DATASET RECORDS >>
"""
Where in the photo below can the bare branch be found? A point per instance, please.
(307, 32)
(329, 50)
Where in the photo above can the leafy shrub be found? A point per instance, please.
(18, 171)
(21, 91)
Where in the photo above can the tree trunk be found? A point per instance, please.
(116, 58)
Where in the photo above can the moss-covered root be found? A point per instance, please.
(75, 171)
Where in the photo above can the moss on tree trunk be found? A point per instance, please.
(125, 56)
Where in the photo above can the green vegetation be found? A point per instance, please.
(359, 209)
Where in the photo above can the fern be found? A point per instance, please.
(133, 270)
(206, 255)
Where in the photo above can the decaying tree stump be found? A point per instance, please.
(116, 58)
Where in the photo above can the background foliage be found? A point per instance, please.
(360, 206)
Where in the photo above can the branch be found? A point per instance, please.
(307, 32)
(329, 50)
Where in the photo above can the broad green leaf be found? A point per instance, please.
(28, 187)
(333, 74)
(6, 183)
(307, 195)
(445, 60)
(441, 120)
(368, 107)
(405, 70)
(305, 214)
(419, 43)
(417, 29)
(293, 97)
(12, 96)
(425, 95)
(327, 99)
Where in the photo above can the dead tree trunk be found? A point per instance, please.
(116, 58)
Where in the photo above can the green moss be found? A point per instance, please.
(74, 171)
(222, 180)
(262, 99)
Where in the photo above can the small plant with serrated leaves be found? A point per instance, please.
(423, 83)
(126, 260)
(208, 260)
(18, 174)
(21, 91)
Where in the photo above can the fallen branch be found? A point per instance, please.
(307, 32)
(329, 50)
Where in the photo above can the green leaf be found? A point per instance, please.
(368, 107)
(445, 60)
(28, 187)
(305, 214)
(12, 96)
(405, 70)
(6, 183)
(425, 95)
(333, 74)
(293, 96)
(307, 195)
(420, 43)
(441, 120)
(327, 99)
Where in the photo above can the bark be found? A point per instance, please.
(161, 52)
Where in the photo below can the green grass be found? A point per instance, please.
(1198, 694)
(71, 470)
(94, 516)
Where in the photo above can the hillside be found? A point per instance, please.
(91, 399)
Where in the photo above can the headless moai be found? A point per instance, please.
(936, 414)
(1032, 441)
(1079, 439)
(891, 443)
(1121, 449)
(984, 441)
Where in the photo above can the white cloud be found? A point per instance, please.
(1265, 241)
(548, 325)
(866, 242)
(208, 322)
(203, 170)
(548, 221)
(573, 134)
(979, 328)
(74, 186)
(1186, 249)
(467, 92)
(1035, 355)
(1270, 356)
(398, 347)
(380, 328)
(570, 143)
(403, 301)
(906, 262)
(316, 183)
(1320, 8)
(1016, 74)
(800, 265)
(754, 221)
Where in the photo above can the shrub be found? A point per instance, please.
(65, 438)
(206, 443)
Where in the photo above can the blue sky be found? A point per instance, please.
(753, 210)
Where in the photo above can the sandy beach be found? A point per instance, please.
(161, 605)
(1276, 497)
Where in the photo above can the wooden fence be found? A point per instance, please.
"""
Transcribe all of the data exactly, leaving no line out.

Where in the photo below can the bare branch be found? A point per instance, please.
(307, 32)
(329, 50)
Where in the photo above can the leafy shrub be found? A point per instance, please.
(18, 171)
(21, 91)
Where in the photo above can the tree trunk be found? A point per instance, please.
(116, 58)
Where in the photo above can the moss-covered root be found? A point per instance, please.
(75, 171)
Where in the photo above can the moss on tree trunk be found? A point per instance, please.
(125, 56)
Where in the photo above can the green vegetation be found? A point per instance, please.
(359, 209)
Where in the photo above can the fern be found? A point per instance, please.
(133, 270)
(206, 255)
Where in the photo above can the decaying tree stump be found? A point per instance, please.
(116, 58)
Where in the photo above can the background foliage be found? A point per instance, please.
(360, 206)
Where in the photo above can the branch be found? A point per instance, please.
(307, 32)
(329, 50)
Where in the photo above can the broad green leaf be found? A point per instance, please.
(28, 187)
(333, 74)
(6, 183)
(307, 195)
(445, 60)
(441, 120)
(368, 107)
(405, 70)
(305, 214)
(419, 43)
(417, 29)
(293, 97)
(12, 96)
(425, 95)
(327, 99)
Where in the photo above can the dead tree trunk be found? A point per instance, please.
(116, 58)
Where in the photo above can the green moss be found? A point per instance, please.
(74, 171)
(222, 180)
(262, 99)
Where in the photo above can the small plant with serrated leaves be found? A point per instance, please.
(423, 83)
(126, 260)
(208, 260)
(18, 174)
(21, 91)
Where in the photo above can the fallen branch be found? A point per instance, please.
(307, 32)
(329, 50)
Where in the photo above can the green leaf be found? A point per instance, please.
(368, 107)
(445, 60)
(28, 187)
(305, 214)
(12, 96)
(405, 70)
(6, 183)
(425, 95)
(333, 74)
(293, 96)
(307, 195)
(420, 43)
(441, 120)
(327, 99)
Where in the photo above can the bark be found? A point per instance, please.
(161, 52)
Where in the photo below can the green grass be found? A point per instance, please.
(1198, 694)
(71, 470)
(94, 516)
Where in the photo above can the hillside be found? A point per instance, please.
(91, 399)
Where in the photo above can the headless moai be found? A point per instance, please.
(936, 414)
(1032, 441)
(1079, 439)
(891, 443)
(1121, 449)
(984, 441)
Where in the photo above can the white cloud be found? A point per instance, please.
(1265, 241)
(548, 325)
(866, 242)
(208, 322)
(203, 170)
(548, 221)
(573, 134)
(979, 328)
(74, 186)
(1186, 249)
(467, 92)
(1035, 355)
(1270, 356)
(398, 347)
(380, 328)
(570, 143)
(403, 301)
(906, 262)
(316, 183)
(1320, 8)
(1016, 74)
(800, 265)
(754, 221)
Where in the photo above can the shrub be found? A point per instance, please.
(65, 438)
(206, 443)
Where in the photo above can the blue sky be found? A point per instance, please.
(753, 210)
Where in the photo above can the sandy beach be found? A point per instance, please.
(161, 605)
(1276, 497)
Where in the photo above can the wooden fence be found? A point per instance, please.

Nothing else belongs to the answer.